Data listing:

━━━

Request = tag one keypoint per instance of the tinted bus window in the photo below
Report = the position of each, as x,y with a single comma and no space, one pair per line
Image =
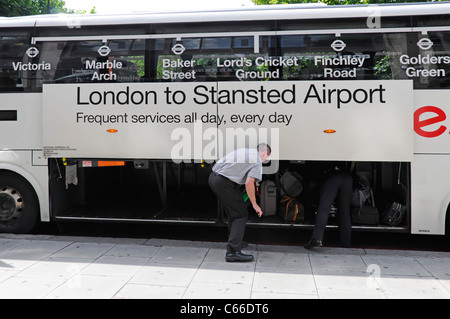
428,60
94,61
212,59
348,57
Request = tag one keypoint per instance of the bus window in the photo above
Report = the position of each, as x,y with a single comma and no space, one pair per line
16,61
94,61
428,60
213,59
348,57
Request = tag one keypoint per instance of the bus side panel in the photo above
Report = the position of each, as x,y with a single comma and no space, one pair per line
21,124
430,171
32,168
430,192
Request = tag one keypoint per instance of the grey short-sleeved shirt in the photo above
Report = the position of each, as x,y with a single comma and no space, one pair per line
240,164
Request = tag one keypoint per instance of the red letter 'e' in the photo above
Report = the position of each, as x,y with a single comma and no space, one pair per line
418,124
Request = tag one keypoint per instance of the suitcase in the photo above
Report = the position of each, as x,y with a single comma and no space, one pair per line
268,202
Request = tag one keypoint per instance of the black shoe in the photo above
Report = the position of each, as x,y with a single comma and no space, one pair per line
238,257
313,243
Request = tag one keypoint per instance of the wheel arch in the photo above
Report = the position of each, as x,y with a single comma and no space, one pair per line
33,182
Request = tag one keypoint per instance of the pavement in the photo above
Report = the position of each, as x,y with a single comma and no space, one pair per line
62,267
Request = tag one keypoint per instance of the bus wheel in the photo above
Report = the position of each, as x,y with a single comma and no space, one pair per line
19,207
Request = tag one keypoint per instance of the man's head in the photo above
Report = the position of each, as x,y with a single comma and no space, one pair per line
264,151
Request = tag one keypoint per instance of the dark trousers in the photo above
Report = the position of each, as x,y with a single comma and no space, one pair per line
339,187
229,195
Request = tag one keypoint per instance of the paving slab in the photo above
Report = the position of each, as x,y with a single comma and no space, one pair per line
53,267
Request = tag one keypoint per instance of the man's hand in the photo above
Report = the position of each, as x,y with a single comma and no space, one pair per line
257,210
250,188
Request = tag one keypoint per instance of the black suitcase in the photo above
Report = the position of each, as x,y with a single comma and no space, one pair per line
268,202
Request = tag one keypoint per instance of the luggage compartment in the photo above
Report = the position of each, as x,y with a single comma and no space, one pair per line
165,192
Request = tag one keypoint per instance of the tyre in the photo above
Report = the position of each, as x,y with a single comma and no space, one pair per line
19,206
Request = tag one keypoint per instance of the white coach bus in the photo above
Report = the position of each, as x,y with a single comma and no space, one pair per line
119,118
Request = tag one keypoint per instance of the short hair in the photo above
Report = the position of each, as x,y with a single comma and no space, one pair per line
263,147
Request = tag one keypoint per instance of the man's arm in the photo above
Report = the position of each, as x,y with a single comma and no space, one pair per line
251,192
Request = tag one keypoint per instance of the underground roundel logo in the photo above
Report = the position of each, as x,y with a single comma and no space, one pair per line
338,45
32,52
425,44
104,50
178,49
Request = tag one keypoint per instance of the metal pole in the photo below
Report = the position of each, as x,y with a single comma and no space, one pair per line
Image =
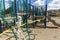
15,6
45,14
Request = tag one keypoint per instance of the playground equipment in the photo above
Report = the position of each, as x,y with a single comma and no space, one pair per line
15,17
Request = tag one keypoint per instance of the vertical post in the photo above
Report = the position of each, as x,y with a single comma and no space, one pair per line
4,13
26,1
33,16
1,27
15,7
45,14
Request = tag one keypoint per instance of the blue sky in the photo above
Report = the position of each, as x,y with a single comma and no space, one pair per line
52,4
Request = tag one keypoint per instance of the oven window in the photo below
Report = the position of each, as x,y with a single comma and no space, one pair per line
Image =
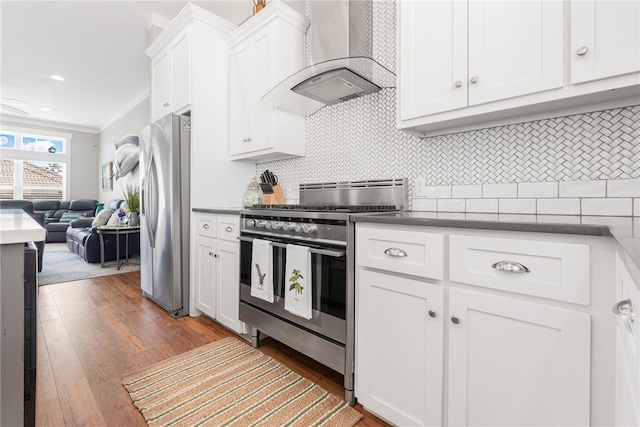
329,278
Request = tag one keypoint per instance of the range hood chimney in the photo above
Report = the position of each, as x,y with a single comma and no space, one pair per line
341,55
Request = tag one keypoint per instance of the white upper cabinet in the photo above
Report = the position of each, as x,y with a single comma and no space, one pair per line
515,48
465,65
454,54
605,39
171,77
432,58
263,51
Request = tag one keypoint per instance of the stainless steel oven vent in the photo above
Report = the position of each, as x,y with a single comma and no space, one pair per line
366,192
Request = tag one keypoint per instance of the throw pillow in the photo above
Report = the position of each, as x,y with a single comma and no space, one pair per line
113,219
70,216
101,218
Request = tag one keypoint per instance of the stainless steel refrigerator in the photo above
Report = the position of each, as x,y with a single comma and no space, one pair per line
164,212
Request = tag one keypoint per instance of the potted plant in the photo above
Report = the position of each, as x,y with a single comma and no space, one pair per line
132,199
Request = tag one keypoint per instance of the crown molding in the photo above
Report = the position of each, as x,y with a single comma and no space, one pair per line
188,14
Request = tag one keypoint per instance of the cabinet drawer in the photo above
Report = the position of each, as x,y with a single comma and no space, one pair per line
554,270
229,228
206,226
401,250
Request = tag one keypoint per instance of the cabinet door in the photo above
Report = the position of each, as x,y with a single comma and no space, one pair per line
180,72
627,350
516,363
228,286
240,126
515,48
399,348
205,275
432,74
160,85
605,39
262,113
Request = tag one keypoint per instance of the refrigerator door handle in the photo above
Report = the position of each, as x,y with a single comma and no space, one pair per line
148,208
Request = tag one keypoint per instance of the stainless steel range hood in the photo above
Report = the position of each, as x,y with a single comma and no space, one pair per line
341,55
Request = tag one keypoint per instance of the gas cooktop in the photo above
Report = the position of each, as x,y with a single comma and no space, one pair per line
327,208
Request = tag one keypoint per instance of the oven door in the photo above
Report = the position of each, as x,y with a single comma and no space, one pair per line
329,281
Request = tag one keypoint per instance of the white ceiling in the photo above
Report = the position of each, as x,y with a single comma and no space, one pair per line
98,46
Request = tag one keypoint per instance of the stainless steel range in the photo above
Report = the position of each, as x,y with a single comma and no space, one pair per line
320,222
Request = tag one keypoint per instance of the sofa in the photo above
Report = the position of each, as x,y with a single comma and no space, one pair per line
27,206
58,215
83,239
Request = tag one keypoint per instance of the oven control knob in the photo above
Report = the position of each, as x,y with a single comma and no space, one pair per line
308,228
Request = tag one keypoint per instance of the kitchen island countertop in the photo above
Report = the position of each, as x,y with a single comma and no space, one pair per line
16,226
625,230
221,211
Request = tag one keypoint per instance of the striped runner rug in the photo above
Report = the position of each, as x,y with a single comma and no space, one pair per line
229,383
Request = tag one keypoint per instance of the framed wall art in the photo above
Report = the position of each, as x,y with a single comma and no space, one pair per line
107,179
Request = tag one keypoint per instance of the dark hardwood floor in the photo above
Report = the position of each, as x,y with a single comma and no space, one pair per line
94,331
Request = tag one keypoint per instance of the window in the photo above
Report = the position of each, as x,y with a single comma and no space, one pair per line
33,165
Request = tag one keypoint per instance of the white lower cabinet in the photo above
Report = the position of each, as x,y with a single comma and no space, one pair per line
399,348
627,347
228,300
431,350
205,275
216,267
516,363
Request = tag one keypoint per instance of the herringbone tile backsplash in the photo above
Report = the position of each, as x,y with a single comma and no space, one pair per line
358,139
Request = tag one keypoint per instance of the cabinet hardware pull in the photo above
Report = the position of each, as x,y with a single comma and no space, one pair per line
395,252
510,266
582,51
624,309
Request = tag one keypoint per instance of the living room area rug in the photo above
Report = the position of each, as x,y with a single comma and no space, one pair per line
229,383
59,264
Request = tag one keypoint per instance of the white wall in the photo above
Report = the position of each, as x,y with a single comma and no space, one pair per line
131,122
84,168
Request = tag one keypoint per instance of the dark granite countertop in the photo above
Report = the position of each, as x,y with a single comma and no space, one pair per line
625,230
223,211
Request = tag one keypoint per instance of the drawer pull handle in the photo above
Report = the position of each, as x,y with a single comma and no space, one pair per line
395,252
511,267
624,309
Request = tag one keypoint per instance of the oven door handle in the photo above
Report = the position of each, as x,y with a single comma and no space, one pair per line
329,252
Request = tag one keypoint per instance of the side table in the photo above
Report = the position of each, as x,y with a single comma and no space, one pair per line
117,231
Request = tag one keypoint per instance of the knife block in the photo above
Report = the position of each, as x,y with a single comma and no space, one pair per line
274,198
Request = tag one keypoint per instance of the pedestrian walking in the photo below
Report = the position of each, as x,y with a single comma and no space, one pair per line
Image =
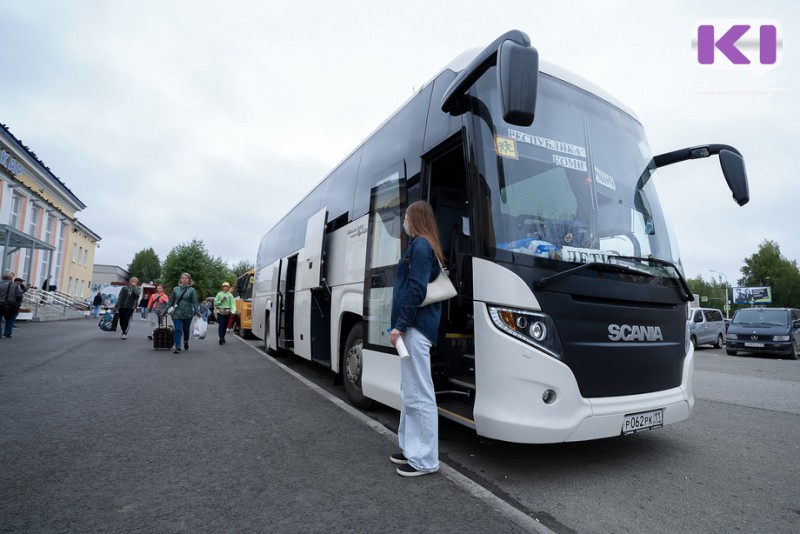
96,303
225,305
126,304
184,305
157,309
417,326
10,302
143,307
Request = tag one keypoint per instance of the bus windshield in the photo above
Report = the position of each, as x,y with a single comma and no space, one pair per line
576,186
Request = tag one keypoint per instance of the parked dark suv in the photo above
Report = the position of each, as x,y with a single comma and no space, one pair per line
765,330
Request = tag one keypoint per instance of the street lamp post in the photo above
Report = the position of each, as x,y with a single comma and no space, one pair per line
727,304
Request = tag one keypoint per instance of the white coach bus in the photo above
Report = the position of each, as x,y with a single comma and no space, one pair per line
570,322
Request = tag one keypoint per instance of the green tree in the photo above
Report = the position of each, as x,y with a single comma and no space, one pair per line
239,269
768,267
713,290
207,272
146,266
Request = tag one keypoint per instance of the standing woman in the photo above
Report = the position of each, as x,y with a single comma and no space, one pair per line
157,308
10,301
126,304
184,298
225,306
418,434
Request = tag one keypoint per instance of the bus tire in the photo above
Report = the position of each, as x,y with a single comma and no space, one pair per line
353,367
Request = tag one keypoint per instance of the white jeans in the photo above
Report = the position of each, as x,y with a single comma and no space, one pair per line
418,434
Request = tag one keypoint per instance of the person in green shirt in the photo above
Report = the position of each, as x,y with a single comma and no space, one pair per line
224,306
184,305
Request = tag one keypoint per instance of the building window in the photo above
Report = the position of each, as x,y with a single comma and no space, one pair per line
33,225
16,202
26,264
48,229
60,251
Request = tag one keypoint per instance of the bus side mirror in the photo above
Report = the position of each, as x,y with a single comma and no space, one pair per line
736,175
517,79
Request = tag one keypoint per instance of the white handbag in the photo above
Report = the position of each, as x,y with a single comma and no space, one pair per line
440,289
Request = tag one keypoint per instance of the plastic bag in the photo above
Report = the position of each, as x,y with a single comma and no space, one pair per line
200,329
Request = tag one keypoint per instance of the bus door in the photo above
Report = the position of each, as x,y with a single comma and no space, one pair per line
386,240
286,293
312,302
453,360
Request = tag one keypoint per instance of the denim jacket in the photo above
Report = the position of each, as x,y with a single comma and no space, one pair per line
187,303
416,269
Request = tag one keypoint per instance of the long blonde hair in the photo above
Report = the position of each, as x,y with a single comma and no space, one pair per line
422,223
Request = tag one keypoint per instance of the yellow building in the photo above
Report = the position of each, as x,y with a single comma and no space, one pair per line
41,240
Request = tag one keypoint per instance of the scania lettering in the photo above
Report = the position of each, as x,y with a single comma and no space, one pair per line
544,191
634,333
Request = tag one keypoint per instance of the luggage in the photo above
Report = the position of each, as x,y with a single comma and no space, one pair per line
163,335
106,324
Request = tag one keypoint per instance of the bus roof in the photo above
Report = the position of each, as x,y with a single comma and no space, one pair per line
461,61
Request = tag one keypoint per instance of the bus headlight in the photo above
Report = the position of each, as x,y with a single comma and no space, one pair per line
534,328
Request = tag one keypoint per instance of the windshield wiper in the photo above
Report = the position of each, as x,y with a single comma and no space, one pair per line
686,293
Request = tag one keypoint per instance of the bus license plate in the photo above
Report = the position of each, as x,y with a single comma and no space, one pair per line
637,422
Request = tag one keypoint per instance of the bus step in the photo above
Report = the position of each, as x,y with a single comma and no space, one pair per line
465,381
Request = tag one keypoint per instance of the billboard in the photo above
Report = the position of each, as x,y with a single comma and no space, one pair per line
752,295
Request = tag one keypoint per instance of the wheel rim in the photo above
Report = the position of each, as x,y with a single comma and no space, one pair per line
353,364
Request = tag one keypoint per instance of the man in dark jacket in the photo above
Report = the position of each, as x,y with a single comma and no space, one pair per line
126,304
10,301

━━━

▶ _Written problem_:
Reproduce only those lines of the entries above that run from the line with "Request = tag one keypoint per instance of the bus license" to the final line.

▶ _Solution to this problem_:
Request = tag one keypoint per instance of the bus license plate in the photo above
Report = the position of each, as x,y with a single comma and no space, one pair per line
637,422
Request = tag one keypoint per instance of the bus step in the photo above
Report = the position of each, as x,y with a single comma and no space, one pair per line
465,381
Request = tag one keypoint per instance of the billboard in the photo above
Report = the position of each, as x,y with a single comma and no space, one pair per line
752,295
Request = tag one keypoint per instance of the wheel rim in the photo above
Report = the position of each, as x,y with a single comma and no space, one pair per line
353,364
Request = tag one keypoint per instance of the man in dark jacket in the photo above
Report = the position of each, as x,y with a single comma and no space, one pair per line
126,304
10,301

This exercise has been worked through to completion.